### Yapılacak işler
1. İhracat destekleri haberindeki “İhracatçıya prefinansman desteği geliyor” cümlesini İngilizceye çevirin.
2. İhracat destekleri haberini son cümlesinden sonra devam ettirin.

### Sayfadan bölüm
┏━━

Ticaret Bakanlığı İhracat Genel Müdür Yardımcısı Özdem, ‘Tüm ihracat destekleri sadeleştirildi’
Turkuvaz Medya Grubu’nun yazılı basındaki amiral gemisi Sabah Gazetesi tarafından Gaziantep’de düzenlenen, Türkiye İhracat Seferberliği Zirvesi’nde “Türkiye’nin Potansiyeli ve İhracatın Finansmanı”konusunda panel gerçekleştirildi.
İhracatçıya prefinansman desteği geliyor
Gaziantep’den Uluslararası Haber Ajansı (UHA)’dan Hatem VURAL’nın haberine göre, Bir sonraki Trabzon’da gerçekleştirilecek zirvede Ticaret Bakanlığı İhracat Genel Müdür Yardımcısı Mustafa İlker Özdem, ihracatçının desteklerinin kullanıcı dostu olması için İGE ve Eximbank ile ortak inisiyatif geliştirip prefinansman kredisi sağlamaya yönelik çalışmalarını hızlandırdıklarını böylece ihracatçının harcama yapmadan destek almasının sağlanacağını söyledi.

┗━━

### Verilen kayıtlar
┏━━

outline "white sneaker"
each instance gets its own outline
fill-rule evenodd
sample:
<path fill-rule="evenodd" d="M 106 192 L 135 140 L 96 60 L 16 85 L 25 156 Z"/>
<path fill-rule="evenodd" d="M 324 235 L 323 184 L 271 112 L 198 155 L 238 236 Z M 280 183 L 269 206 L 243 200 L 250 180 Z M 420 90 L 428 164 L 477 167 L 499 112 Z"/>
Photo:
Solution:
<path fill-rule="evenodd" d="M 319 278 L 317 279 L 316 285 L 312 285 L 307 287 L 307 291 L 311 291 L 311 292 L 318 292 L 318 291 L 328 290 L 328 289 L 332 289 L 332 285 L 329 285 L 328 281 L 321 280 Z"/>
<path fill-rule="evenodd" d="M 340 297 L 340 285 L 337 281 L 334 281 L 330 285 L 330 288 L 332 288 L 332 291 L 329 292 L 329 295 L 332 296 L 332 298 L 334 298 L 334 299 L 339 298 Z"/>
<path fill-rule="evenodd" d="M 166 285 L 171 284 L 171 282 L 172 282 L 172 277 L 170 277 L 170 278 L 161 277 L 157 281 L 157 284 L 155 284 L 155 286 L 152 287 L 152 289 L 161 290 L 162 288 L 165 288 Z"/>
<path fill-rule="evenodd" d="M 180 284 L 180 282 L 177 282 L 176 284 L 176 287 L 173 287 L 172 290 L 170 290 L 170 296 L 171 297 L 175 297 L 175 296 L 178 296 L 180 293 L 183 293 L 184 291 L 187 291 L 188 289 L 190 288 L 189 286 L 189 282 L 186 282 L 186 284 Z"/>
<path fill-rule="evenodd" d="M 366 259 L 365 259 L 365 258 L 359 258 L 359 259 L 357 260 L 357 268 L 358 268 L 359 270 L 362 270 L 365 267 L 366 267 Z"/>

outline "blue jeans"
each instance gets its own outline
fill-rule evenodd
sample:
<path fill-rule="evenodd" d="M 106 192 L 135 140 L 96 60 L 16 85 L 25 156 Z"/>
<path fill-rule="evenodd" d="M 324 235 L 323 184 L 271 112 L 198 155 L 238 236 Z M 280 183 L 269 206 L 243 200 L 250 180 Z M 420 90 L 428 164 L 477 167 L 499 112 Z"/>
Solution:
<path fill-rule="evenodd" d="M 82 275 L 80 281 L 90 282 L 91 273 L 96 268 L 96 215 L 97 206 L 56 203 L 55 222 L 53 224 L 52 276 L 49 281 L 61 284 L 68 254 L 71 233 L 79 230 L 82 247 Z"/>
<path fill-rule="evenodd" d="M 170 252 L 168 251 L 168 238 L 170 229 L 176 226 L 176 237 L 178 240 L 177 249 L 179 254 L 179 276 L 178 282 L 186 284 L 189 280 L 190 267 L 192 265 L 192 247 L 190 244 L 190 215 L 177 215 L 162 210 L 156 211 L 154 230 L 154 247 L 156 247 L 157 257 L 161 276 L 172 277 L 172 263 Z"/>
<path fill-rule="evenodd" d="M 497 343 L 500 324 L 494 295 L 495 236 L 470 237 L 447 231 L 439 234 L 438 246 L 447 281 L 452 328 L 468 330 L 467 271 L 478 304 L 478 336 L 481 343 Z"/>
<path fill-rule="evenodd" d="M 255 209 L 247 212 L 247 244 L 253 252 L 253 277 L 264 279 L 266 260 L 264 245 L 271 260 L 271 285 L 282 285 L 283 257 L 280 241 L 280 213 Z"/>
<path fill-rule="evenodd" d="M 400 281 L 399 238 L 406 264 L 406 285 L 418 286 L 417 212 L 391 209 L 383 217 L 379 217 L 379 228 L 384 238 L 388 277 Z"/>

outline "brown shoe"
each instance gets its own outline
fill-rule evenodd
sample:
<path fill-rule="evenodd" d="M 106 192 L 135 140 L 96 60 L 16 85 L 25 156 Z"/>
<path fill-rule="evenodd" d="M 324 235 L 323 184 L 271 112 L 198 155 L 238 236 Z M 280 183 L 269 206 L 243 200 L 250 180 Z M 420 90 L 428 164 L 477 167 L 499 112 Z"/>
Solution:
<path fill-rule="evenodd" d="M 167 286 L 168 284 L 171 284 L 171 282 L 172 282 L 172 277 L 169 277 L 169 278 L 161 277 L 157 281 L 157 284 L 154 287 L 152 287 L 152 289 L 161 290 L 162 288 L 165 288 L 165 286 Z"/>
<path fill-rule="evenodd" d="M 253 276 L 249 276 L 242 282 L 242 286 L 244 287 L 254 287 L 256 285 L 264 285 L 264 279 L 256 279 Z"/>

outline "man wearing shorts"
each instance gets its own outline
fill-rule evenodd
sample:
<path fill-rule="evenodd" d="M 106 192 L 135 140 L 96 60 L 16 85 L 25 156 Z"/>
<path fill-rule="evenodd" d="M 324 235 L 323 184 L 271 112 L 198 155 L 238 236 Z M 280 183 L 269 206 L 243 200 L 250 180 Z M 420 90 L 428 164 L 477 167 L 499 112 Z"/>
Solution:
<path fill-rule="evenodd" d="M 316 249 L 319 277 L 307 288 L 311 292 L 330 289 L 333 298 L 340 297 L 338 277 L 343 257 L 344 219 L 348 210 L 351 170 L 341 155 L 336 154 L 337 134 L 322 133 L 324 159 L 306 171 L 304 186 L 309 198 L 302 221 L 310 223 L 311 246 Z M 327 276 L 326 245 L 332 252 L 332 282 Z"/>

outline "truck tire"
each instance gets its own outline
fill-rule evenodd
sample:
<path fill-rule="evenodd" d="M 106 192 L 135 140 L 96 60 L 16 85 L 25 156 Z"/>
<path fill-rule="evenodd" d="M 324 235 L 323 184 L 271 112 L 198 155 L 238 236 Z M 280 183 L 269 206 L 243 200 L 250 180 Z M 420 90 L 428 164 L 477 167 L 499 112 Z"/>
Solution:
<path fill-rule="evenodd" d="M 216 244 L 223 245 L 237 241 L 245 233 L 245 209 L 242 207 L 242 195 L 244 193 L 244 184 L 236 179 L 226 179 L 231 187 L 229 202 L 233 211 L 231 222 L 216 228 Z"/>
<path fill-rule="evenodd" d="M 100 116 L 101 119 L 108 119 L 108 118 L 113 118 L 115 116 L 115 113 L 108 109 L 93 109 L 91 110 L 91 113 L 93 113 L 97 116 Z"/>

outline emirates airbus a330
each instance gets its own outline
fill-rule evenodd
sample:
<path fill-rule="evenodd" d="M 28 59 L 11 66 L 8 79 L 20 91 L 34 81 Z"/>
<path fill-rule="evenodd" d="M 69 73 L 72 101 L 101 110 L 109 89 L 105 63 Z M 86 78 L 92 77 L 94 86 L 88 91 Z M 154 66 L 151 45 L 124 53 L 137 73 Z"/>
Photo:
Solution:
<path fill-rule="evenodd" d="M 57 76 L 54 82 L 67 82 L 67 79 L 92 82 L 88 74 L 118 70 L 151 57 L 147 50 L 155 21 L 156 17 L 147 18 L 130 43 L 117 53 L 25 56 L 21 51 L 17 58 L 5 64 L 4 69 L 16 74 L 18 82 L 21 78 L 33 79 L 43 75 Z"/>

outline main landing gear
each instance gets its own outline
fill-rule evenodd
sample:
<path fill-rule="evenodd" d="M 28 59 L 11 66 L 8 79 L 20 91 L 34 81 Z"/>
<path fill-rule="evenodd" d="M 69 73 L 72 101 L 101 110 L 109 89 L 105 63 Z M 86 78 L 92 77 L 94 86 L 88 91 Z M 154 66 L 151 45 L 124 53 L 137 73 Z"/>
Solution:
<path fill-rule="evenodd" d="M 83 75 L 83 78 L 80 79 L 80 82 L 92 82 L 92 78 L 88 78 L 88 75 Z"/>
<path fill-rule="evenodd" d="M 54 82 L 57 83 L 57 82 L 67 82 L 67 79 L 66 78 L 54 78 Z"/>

┗━━

### Görev yanıtları
1. Prefinancing support is coming for exporters.

2.
SABAH Gazetesi Yazarı Feride Cem’in moderatörlüğünde Hasan Kalyoncu Üniversitesi İktisadi, İdari ve Sosyal Bilimler Fakültesi Dekan Yrd. Dr. Yıldız Özkök, Gaziantep OSB Başkanı Cengiz Şimşek, Ticaret Bakanlığı İhracat Genel Müdür Yardımcısı Mustafa İlker Özdem, İhracatı Geliştirme A.Ş (IGE) Genel Müdürü Kasım Akdeniz’in katılımıyla gerçekleştirildi.
Dr. Yıldız Özkök, 2010 yılından bu yana eğitim verdiklerini, üniversitenin dört duvar, ders anlatılan yer olmadığını ve öğrencileri her anlamda geliştirmesi gereken kurum olduğunu belirterek, “Teknofest’e en çok proje başvurusu yapan vakıf üniversitesiyiz. Patent ticarileştirme konusunda 6. sıradayız. TÜBİTAK girişimcilik yenilikçilik endeksinde 8’inci sıradayız. Öğrencilerimiz bizim iktisadi idari fakültemizde 7 dönem ders görür, 8’inci dönem staj programını yapar. Öğrenci mezun olmadan iş hayatının içine girip tecrübe edinmiş olur. Aynı şirkette tekrar istihdama devam etmesi konusunda çok önemli faktör oluyor. Mezun olduklarında öğrencilerimizin iş aramak gibi dertleri olmuyor” dedi. 200 üniversitenin 93 tanesinin teknokenti olduğunu, 12 tanesinin OSB içinde olduğunu kaydeden Özkök, kendi üniversitelerinin de OSB’nin içinde olduğunu kaydetti.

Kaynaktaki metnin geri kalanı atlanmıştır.